▶ _HOW TO COMPLETE THIS TASK_
From the first line to the last, write out the records exactly.

▶ _SOURCE MATERIAL_
┄┄┄┄┄┄

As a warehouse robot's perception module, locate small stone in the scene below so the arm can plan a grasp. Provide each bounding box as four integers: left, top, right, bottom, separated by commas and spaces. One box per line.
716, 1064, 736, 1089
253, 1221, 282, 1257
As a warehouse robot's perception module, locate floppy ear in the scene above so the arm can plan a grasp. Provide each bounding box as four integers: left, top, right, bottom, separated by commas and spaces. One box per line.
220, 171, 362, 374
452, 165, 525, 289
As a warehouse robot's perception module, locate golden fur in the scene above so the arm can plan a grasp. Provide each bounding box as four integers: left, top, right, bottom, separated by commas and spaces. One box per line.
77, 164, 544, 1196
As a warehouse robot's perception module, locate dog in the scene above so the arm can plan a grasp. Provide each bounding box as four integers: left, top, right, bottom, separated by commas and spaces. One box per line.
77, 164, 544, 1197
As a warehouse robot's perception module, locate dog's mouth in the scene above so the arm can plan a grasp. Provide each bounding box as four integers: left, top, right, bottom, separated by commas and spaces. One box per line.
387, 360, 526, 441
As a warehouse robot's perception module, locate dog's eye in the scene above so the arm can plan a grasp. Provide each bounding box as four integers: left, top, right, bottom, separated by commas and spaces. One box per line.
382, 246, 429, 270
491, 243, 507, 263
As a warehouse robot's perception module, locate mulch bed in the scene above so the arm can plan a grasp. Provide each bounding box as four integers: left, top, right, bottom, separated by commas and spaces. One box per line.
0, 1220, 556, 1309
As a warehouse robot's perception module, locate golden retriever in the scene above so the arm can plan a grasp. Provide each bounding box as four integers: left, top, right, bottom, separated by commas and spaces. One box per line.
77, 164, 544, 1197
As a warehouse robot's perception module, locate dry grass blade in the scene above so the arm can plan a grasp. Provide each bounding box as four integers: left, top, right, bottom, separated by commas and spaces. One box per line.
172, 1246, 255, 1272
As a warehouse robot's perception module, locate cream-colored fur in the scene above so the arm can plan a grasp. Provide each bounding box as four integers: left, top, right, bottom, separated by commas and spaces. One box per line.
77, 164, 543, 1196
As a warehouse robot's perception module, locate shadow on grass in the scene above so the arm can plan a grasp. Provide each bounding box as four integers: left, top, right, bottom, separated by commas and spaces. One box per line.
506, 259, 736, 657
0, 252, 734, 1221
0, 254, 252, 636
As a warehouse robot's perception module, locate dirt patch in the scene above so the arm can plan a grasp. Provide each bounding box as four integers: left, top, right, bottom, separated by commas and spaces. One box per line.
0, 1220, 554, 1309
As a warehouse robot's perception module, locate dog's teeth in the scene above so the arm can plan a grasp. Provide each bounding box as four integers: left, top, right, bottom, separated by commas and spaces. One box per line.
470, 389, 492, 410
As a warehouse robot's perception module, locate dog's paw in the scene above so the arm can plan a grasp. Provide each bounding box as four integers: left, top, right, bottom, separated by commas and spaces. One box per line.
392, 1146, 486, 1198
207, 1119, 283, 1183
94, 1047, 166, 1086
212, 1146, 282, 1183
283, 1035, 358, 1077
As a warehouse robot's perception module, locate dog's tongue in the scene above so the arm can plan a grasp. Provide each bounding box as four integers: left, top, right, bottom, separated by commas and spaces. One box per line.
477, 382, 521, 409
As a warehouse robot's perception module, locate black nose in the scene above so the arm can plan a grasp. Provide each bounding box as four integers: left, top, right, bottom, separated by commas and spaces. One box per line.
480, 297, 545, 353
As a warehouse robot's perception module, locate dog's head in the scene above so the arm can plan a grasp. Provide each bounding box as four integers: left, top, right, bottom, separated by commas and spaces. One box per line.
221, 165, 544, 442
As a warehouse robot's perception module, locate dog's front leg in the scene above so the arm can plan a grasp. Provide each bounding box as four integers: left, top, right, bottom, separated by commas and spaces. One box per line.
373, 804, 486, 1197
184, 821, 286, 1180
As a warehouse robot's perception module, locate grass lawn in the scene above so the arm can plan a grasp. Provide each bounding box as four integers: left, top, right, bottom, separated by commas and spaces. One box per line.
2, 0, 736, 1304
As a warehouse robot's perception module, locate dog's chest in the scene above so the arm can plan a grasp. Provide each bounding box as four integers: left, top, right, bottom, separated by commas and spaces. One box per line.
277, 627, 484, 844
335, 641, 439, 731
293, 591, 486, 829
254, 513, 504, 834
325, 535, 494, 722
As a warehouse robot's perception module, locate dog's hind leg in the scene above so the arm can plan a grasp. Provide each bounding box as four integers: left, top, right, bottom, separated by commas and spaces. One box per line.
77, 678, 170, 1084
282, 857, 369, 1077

┄┄┄┄┄┄

▶ _TASK RESPONSE_
As a warehouse robot's perception module, locate small stone in the scene below so the arm can plan a grasp. Provide each bounding box as four integers: left, top, right, bottom, separated by commas and spaces. One box per line.
716, 1064, 736, 1089
253, 1221, 282, 1257
As a warehouse robot's perception module, locate floppy ear in the scene above so the arm can plan a grasp. Provide each bounding box as four integers: left, top, right, bottom, separated by commas and spaces. One box per line.
220, 171, 362, 374
452, 165, 525, 289
As a warehouse robot's perception module, locate golden fur in the scene above so the arm can plan a grasp. Provide each bounding box as four integers: left, top, right, bottom, separated by commas and spaces. One box per line.
77, 164, 544, 1196
As a warehouse robot's perception module, locate dog in the scene above so the arm can plan a grasp. Provide each bounding box as four integers: left, top, right, bottom, separated by commas and spaces. One box per line.
77, 164, 544, 1197
As a warehouse robot's perception module, locate dog's mouth in the scene above so the arm can plan a grasp. Provide each bounding box as four integers: left, top, right, bottom, separated by commas and spaces. One box per line.
387, 360, 526, 441
As a warehouse robot's perception module, locate dog's eye in the scene above so the arm can plan a grasp. Provide each bounding box as four integers: left, top, right, bottom, separated by commas and spaces. One box per line.
382, 246, 429, 270
491, 243, 507, 263
As a warehouse robot's perception module, locate mulch bed in the scene above so the arm can plan a grasp. Provide each bounding box as four integers: left, top, right, bottom, separated by commas and spaces. One box per line.
0, 1220, 556, 1309
As a warehouse robot's perception module, locate golden retriever in the scene above so the arm can plan a grasp. Provide each bounding box as four integers: left, top, right, bottom, separated by commas and spaces. One box per line.
77, 164, 544, 1197
As a warehouse robot's perception module, locate dry grass blade in the scene above so the arm can plan a grasp. Provide each bounding box as four integers: left, top, right, bottom, separated by commas and spaces. One box per line.
172, 1246, 255, 1272
As a warehouse robot's perception module, locate cream-colored fur in the scene above so the arm can plan a grasp. Provide each bounding box as four integers: left, top, right, bottom, separated by commas and spaces. One box per line.
77, 164, 543, 1196
As a warehouse robot's perception module, locate shadow on grass in the scene above so the arm can plan a grasp. Provide each bounding box as four integers: left, top, right, bottom, separated by commas and spaces. One box per line.
506, 259, 736, 657
0, 252, 734, 1221
0, 254, 252, 636
As a warehouse robot's perception module, locate dirt patch in the scene above so the arm can plan a grasp. Provide each bounding box as four integers: left, top, right, bottom, separated by commas and spaces. One box per line.
0, 1220, 554, 1309
As a warehouse robot's perception module, locate dog's teeth in the scene above so the arm can plan a grasp. Provide each bounding box as four integers: left, top, right, bottom, separated by commas and spaces. One box per line.
470, 389, 492, 410
As a warehouse robot's perception module, locate dog's paw in the scene above so the arm can plan a grasp. Provide each bounding box as four integers: left, top, right, bottom, separated by commas and spaces. One box per line.
392, 1146, 486, 1198
207, 1119, 283, 1183
94, 1047, 166, 1086
212, 1146, 282, 1183
283, 1035, 358, 1077
As a warehouse robot's perception module, locate dog's tongue in the scene above so the arm can plan a grasp. Provide each bounding box as four integers: left, top, right, bottom, separated by commas and spaces. One box per line.
477, 382, 521, 409
As a warehouse robot's perception module, locate black nose in the scene above so the arm can plan a grasp. Provide each bounding box as four integers: left, top, right, bottom, separated by commas and spaces. One box per line.
480, 297, 545, 353
As a warehouse robot's perception module, locate dog's head in the scene above so the arm can plan a grasp. Provide each bounding box as four integers: left, top, right, bottom, separated by commas and spaces. One box per line.
221, 165, 544, 442
As a warehouse robot's perception module, locate dog's front leg in the scene above so the arm can plan a grasp. Provide each bounding box as four integers: left, top, right, bottom, separated by commas and spaces. One box per line.
373, 804, 486, 1197
184, 821, 286, 1180
As a warehouse robot's perception module, locate grass lawn in the scene above so the arm can plan a grasp. Provide each bounding box as four integers: left, top, right, bottom, separated by commas and spaces. One box per line.
2, 0, 736, 1304
As a warehouse robot's perception module, locate dog's chest in the scene above so the arm can plan a grasp. Provide each bounding box as four integers: left, top, right, bottom, separated by commas and spaces. One box per line.
277, 627, 484, 844
335, 641, 439, 731
293, 591, 486, 829
254, 513, 504, 834
325, 535, 494, 722
As a warehouse robot's perception module, locate dog's hind leg in the scene above so the arm can plan a grasp. Provide each bounding box as four integers: left, top, right, bottom, separated by commas and spaces. One box per line.
77, 678, 170, 1084
282, 857, 369, 1077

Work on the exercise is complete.